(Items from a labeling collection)
--- --- ---

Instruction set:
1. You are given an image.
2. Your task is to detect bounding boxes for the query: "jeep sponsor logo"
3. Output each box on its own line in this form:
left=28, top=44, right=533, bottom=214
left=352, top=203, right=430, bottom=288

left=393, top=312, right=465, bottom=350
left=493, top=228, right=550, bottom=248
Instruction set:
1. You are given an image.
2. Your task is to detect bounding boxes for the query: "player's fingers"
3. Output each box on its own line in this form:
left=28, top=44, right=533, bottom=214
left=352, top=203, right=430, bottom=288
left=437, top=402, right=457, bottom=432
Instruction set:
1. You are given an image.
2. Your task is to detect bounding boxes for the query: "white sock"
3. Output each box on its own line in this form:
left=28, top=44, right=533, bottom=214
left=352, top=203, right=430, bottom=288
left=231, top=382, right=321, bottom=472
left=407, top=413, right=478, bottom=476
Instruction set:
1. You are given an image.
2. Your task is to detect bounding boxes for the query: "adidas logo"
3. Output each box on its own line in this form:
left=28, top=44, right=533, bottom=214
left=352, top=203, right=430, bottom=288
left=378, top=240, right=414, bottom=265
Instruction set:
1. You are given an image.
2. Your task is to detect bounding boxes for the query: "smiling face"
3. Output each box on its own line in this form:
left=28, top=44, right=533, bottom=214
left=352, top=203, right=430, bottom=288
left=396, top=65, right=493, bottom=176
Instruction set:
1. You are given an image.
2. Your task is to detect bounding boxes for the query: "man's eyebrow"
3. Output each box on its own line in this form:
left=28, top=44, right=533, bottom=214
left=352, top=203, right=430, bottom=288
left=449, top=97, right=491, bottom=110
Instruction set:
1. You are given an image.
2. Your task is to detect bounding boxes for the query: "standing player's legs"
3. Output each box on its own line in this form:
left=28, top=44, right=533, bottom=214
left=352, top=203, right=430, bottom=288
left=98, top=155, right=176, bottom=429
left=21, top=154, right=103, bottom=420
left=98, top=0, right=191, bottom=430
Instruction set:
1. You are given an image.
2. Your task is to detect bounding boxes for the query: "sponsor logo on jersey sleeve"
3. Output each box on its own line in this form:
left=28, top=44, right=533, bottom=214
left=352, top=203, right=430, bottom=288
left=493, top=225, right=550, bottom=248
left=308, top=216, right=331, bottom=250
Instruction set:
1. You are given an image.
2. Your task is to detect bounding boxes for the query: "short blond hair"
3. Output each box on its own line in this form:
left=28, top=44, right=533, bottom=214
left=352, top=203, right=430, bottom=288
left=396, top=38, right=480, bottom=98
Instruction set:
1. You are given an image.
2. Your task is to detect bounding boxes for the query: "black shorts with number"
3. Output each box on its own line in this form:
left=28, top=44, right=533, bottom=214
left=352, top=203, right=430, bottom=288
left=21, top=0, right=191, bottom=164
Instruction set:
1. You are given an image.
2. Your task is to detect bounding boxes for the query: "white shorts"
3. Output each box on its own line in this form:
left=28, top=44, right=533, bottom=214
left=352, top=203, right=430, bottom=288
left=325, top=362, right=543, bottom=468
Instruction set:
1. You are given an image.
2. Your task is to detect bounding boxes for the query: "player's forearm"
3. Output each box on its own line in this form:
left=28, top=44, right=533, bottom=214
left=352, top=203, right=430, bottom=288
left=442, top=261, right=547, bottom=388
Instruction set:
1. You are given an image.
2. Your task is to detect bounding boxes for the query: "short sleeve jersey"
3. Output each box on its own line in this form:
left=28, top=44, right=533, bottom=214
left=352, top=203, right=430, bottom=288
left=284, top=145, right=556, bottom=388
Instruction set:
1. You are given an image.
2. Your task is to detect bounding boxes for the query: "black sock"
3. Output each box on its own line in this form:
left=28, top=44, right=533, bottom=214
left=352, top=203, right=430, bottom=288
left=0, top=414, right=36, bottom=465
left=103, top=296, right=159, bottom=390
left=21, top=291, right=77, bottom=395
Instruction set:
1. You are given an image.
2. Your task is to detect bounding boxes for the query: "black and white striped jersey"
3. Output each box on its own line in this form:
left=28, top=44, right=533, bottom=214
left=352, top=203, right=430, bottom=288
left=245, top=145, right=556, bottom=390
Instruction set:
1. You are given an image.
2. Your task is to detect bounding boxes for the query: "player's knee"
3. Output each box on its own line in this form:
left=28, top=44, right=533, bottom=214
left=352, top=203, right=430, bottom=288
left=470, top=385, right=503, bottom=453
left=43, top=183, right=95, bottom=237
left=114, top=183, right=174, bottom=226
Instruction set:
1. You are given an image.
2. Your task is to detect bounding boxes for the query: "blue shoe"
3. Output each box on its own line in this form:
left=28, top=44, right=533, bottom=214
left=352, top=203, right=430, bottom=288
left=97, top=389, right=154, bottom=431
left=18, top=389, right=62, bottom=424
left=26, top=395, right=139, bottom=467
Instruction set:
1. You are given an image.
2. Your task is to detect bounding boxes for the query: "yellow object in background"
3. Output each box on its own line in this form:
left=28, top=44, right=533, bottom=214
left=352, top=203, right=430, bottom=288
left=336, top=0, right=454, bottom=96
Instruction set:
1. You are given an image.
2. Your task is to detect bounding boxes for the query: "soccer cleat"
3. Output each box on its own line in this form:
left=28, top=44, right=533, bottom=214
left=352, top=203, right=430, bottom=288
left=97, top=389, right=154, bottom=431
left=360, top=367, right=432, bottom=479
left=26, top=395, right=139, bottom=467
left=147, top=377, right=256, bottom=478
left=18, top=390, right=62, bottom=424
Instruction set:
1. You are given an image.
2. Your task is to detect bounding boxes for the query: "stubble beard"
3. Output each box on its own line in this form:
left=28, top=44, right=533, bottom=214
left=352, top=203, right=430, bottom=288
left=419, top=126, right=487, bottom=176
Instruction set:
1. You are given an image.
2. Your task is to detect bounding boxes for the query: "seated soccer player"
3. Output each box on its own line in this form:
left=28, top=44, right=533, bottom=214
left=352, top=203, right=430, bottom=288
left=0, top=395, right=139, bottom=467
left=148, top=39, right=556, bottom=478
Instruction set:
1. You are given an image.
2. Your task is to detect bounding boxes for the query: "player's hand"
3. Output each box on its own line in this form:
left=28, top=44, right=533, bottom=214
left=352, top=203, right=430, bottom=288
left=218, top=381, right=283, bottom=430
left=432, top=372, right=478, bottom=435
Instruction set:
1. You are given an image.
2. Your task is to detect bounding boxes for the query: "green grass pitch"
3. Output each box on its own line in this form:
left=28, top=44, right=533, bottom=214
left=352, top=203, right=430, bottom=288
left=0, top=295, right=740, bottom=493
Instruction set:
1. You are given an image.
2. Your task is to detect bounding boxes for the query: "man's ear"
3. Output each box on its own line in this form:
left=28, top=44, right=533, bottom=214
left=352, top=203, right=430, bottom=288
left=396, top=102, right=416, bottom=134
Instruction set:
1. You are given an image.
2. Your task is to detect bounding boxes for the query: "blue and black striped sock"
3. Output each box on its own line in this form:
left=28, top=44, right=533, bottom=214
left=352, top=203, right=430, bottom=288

--- --- ---

• What to produce: Recast the material, from its first line through the line containing "left=378, top=240, right=414, bottom=265" (both included), as a JSON list of strings, one string per line, skipping blank lines.

• Solved problem:
[
  "Instruction set:",
  "1. You are given an image.",
  "2. Your task is to detect bounding boxes for the query: \"jeep sponsor logo\"",
  "3. Output each box on its own line in this form:",
  "left=28, top=44, right=533, bottom=214",
  "left=352, top=203, right=430, bottom=288",
  "left=393, top=312, right=465, bottom=350",
  "left=493, top=228, right=550, bottom=248",
  "Instruction set:",
  "1. You are given an image.",
  "2. Your task is to detect bounding boxes for the query: \"player's fingers\"",
  "3. Output each box on its own line in this form:",
  "left=28, top=44, right=533, bottom=214",
  "left=352, top=203, right=430, bottom=288",
  "left=437, top=402, right=457, bottom=432",
  "Instruction set:",
  "1. You are given an image.",
  "2. Your task is to detect bounding boxes for the query: \"white sock\"",
  "3. Output each box on its own line in this form:",
  "left=28, top=44, right=533, bottom=214",
  "left=352, top=203, right=430, bottom=288",
  "left=231, top=382, right=321, bottom=472",
  "left=407, top=413, right=478, bottom=476",
  "Instruction set:",
  "1. You are given an image.",
  "2. Your task is to detect bounding boxes for the query: \"adidas logo\"",
  "3. Output each box on its own line in this form:",
  "left=28, top=44, right=533, bottom=214",
  "left=352, top=203, right=430, bottom=288",
  "left=378, top=240, right=414, bottom=265"
]